● Auszug:
++++++++++
Family Guy: Zurück ins Multiversum06.12.2012, Jan Wöbbeking
Family Guy: Zurück ins Multiversum

Im Test:

Alternative Universen: der Traum eines jeden Cartoon-Autors. Hier können all die beim Brainstorming ersponnenen Ideen untergebracht werden, für welche sonst kein Platz ist. Ob gigantische Rollstuhlkampfroboter, politisch korrekte Piraten, nukleare Katzenwerfer: Fürs aktuelle Family Guy-Spiel war offensichtlich keine Idee zu bekloppt. Schöpft der Shooter auch spielerisch aus dem Vollen?

Wahnsinnig lustig

Verantwortlich für das Chaos vor der Flinte ist Stewies bastlerisches Talent. Das diabolische aber trotzdem liebenswerte Kleinkind der Familie Griffin hat eine Fernbedienung gebastelt, mit welcher Hund Brian und er durch alternative Universen reisen. Anlass für die Reise ist Stewies noch böserer Antagonist Bertram, welcher ebenfalls Weltherrschaftspläne schmiedet. Bevor er also eine Armee universeller Freaks zusammenstellen kann, jagen ihn Brian und Stewie ihn durch die Portale und schießen alles über den Haufen, was sich ihnen in den Weg stellt. Man kann jederzeit zwischen beiden wechseln, um mit einem Auswahlrad auf käufliche Waffen wie einen Phaser, einen knisternden Elektrostrahl, ein Flammenwerfer oder eine Pumpgun zuzugreifen.

Man hört auf Anhieb, dass beim kalifornische Entwickler-Team Heavy Iron (gehörte früher zu THQ) nicht nur räumliche Nähe zu Hollywood besteht. Die englische Synchronisation klingt erstklassig und der Soundtrack sprüht vor Abwechslung und lustigen Variationen des Hauptthemas. Manchmal wummert das Lied zum Beispiel als Breakdance-Version aus den Boxen, kurz danach wird es mit fernöstlichen Instrumenten interpretiert. Manchmal klimpert auch das Klavier dramatisch im Stil alter Actionfilme, während man sich mit dem Sniper-Gewehr über Dächer und durch Hotelflure schleicht. Deutsch gibt es leider nur in Textform und Untertiteln.

Wahnsinnig altbacken

Im Nahkampf greift der vierbeinige Alkoholiker Brian zur Flasche - oder genehmigt sich einen ausgiebigen Schluck.
Im Nahkampf greift der vierbeinige Alkoholiker Brian zur Flasche - oder genehmigt sich einen ausgiebigen Schluck.
Stealth-Missionen bleiben die Ausnahme, meist geht es um stupides Ballern aus der Schulterperspektive. Bei Figuren wie Mort Goldman oder dem bösen Zwilling von Bürgermeister West hole ich mir Aufträge ab, welche aber linear nacheinander abgearbeitet werden. Im Piraten-Universum stürmen Unmengen von Freibeutern das Gefängnis, nachdem Stewie sich durch beständiges Nerven der Wachen befreit hat. Die mit Säbeln bewaffneten Feinde sind so dämlich, dass man sich einfach zurück in die Zelle stellen und das Feuer eröffnen kann. Der Großteil postiert sich stupide vor dem Gitter, statt durch die Tür zu rennen. Die KI-Macken sind bei weitem nicht so gravierend wie in Call of Duty Black Ops - Declassified aber trotzdem ein herber Kritikpunkt. Neben der Steinzeit- KI nervt auch der sich ähnelnde Aufbau der Levels. Das Ballern durch Unmengen von Kanonenfutter erinnert oft an steinalte Titel wie Serious Sam.
++++++++++
● Details zur Aufgabe:
Welches Entwicklerteam hat das Spiel laut dem Auszug gemacht?

● Gesammeltes Material:
++++++++++
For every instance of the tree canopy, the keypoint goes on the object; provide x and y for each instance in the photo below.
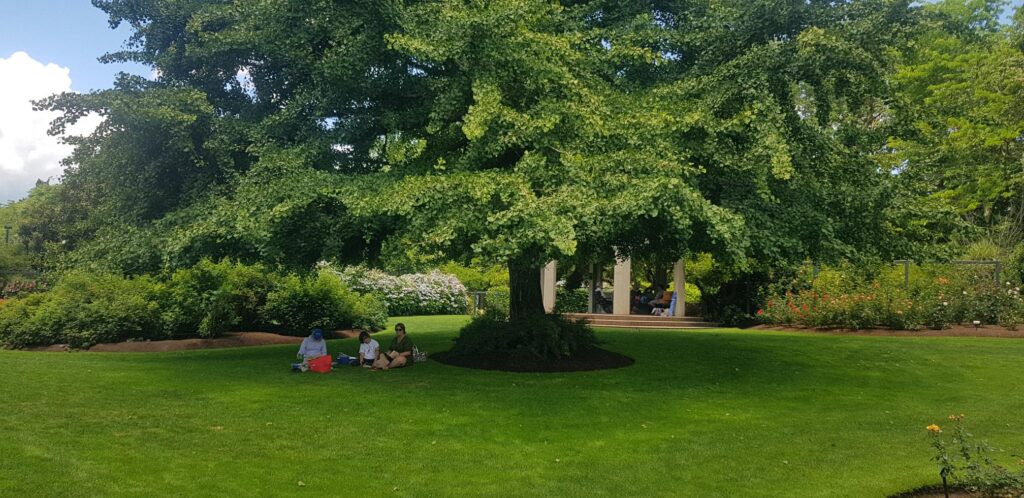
++++++++++
● Lösung der Aufgabe:
Heavy Iron, ein Team aus Kalifornien, das früher zu THQ gehörte.